Task item ::
Word for word, write out all the entries below, omitting every picture.
╭──
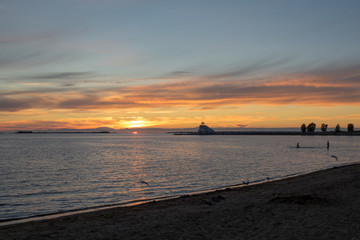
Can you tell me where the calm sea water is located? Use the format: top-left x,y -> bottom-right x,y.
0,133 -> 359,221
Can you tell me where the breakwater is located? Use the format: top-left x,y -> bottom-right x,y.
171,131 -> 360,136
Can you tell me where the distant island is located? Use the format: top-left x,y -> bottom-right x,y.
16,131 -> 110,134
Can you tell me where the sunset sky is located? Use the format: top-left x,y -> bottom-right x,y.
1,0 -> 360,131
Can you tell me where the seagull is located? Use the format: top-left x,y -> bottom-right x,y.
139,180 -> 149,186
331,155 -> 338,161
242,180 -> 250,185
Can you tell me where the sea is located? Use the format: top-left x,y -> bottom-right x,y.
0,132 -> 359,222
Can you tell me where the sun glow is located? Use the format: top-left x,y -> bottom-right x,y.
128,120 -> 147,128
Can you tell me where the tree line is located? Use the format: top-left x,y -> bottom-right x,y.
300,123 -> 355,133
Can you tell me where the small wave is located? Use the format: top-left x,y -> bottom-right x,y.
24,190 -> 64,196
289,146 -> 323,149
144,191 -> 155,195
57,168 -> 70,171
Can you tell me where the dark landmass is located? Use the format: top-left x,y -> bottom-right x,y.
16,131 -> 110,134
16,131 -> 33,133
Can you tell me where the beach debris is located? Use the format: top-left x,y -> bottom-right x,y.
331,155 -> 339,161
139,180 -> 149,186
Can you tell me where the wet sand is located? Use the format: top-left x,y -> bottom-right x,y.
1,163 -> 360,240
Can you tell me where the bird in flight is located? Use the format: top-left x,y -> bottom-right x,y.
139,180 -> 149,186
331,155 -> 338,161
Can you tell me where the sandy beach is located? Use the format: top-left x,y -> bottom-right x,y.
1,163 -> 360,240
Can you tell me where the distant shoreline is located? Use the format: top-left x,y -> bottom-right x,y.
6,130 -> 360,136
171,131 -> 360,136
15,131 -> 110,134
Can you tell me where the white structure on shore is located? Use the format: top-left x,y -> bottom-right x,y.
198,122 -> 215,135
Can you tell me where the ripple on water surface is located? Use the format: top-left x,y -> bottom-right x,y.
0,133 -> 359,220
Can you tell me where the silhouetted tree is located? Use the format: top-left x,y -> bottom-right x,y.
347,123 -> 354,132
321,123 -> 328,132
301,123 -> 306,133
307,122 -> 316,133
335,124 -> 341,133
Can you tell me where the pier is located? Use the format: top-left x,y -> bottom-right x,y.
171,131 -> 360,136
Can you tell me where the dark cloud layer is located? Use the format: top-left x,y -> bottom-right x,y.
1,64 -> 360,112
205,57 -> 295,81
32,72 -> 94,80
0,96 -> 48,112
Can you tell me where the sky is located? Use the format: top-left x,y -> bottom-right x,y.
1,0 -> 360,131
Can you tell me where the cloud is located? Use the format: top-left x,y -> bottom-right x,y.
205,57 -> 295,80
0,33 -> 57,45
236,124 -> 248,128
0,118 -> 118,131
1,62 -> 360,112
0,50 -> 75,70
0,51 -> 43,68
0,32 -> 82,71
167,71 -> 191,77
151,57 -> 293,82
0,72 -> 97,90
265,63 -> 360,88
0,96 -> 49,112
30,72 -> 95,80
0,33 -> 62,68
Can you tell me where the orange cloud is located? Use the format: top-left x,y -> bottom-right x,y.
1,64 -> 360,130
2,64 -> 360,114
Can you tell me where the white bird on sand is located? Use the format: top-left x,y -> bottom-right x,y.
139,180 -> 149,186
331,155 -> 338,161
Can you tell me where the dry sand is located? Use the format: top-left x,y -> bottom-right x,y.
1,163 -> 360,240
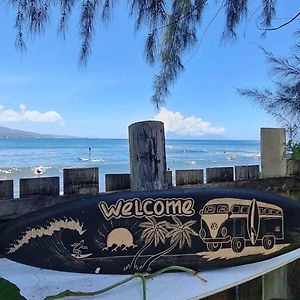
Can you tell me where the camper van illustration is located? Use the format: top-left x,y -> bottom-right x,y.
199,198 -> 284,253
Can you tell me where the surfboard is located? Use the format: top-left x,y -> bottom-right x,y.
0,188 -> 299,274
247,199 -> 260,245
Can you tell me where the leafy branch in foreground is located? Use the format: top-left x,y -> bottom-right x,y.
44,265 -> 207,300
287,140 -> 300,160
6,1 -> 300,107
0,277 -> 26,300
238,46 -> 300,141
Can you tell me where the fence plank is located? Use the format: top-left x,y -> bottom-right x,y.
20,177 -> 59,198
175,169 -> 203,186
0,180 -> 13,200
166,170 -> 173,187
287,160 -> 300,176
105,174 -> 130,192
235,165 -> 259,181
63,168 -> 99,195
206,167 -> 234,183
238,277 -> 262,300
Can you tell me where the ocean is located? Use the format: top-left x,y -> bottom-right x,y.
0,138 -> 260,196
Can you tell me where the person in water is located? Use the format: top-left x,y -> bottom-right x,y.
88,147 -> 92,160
╰──
Result of this exercise ::
Can you tell me where the calm sea water is located? Use the format: top-left x,y -> bottom-right x,y.
0,133 -> 359,221
Can you tell me where the breakwater is located? Use the format: top-left x,y -> bottom-right x,y.
171,131 -> 360,136
Can you tell me where the distant island is located? Use the format: top-left x,y -> bottom-right x,y.
16,131 -> 110,134
Can you tell me where the sunset sky is located? Use the format: top-left x,y -> bottom-right x,y.
1,0 -> 360,131
Can you tell me where the seagull is located? Use the format: top-left x,y -> bottom-right x,y.
139,180 -> 149,186
331,155 -> 338,161
242,180 -> 250,185
Can you tell me where the sea is located? Use the format: top-left x,y -> bottom-right x,y.
0,132 -> 359,222
Can you tell me where the sun glow is located? Use the format: top-left x,y -> bottom-right x,y.
128,120 -> 147,128
Can you tell me where the tree line is located? Use the format: top-left x,y -> bottom-right x,y.
300,123 -> 355,133
Can you tell me where the small wave is located? Use the format: top-left x,y -> bottom-right x,y.
24,190 -> 64,196
289,146 -> 323,149
144,191 -> 155,195
57,168 -> 70,171
Can you tell me where the dark landmass is located? Use the format: top-left x,y -> bottom-right x,y.
16,131 -> 110,134
16,131 -> 33,133
Can you tell me where the beach debris is located? Use the format: top-left x,y -> bottom-right x,y.
331,155 -> 339,161
139,180 -> 149,186
Can you tell me where the wet sand is located? Use the format: top-left x,y -> bottom-right x,y.
1,163 -> 360,240
Can you tell me where the bird in flight is located? Use the format: top-left x,y -> bottom-right x,y.
139,180 -> 149,186
331,155 -> 338,161
Can you tell me where the sandy beach is located? Use the format: top-left x,y -> bottom-right x,y.
1,163 -> 360,240
Can you tell me where the distant shoreline is located? Use the format: top-left x,y -> bottom-right x,y.
6,130 -> 360,136
171,131 -> 360,136
15,131 -> 110,134
Can you tell me where the white structure on shore is located? Use the format: top-left x,y -> bottom-right x,y.
198,122 -> 215,135
Can you tell me where the ripple on water surface is located? Use the format: top-left x,y -> bottom-right x,y.
0,133 -> 359,220
Can you tell me where the silhouetted tree is located? Use the format: top-left x,y -> bottom-right x,y.
347,123 -> 354,132
321,123 -> 328,132
301,123 -> 306,133
307,122 -> 316,133
335,124 -> 341,133
Can you tell me where the pier is located? Use the format: top-left x,y -> bottom-right x,y.
171,131 -> 360,136
Can you tell me where the dark cloud layer is located? Use the format: top-left x,y -> bottom-right x,y.
1,64 -> 360,112
205,57 -> 295,81
32,72 -> 94,80
0,96 -> 48,112
Can you tell me where the sky is located? Use the format: top-left x,y -> bottom-right x,y.
1,0 -> 360,131
Can you tell me where the cloud is located? Use the format: top-left x,y -> bottom-right x,y.
205,57 -> 295,80
0,33 -> 57,45
236,124 -> 248,128
0,118 -> 118,131
1,62 -> 360,112
0,50 -> 75,70
0,51 -> 43,68
0,32 -> 82,71
167,71 -> 191,77
151,57 -> 293,82
0,72 -> 97,90
265,63 -> 360,88
0,96 -> 49,112
30,72 -> 95,80
0,33 -> 62,68
Can you tell me where the orange cloud is located? Use the format: top-left x,y -> bottom-right x,y.
1,64 -> 360,130
2,64 -> 360,114
Can you tell me where the white bird on sand is located? Use the format: top-left x,y -> bottom-right x,y.
139,180 -> 149,186
331,155 -> 338,161
Can you tell me where the dry sand is located? Use the format: top-left x,y -> bottom-right x,y.
1,163 -> 360,240
Can you tell me where the camper van illustration is located? Use the format: top-left x,y -> bottom-right x,y.
199,198 -> 284,253
Can you tell me where the surfboard is located? Use the format: top-left x,y -> bottom-right x,y.
0,188 -> 299,274
247,199 -> 260,245
Can you tell me where the leafy branch in foreground is located? Use the format: top-left x,y -> bottom-right x,y.
44,265 -> 207,300
287,140 -> 300,160
6,1 -> 300,107
0,277 -> 26,300
238,46 -> 300,141
Can you tell me where the fence plank is located? Use the format: top-left x,y -> bottom-right x,y.
20,177 -> 59,198
175,169 -> 203,186
0,180 -> 13,200
166,170 -> 173,187
287,160 -> 300,176
105,174 -> 130,192
235,165 -> 259,181
63,168 -> 99,195
206,167 -> 234,183
238,277 -> 262,300
Can you tell me where the ocean is located? Use the format: top-left x,y -> bottom-right x,y.
0,138 -> 260,196
Can you tell me where the person in water is located? Use the format: top-left x,y -> bottom-right x,y.
88,147 -> 92,160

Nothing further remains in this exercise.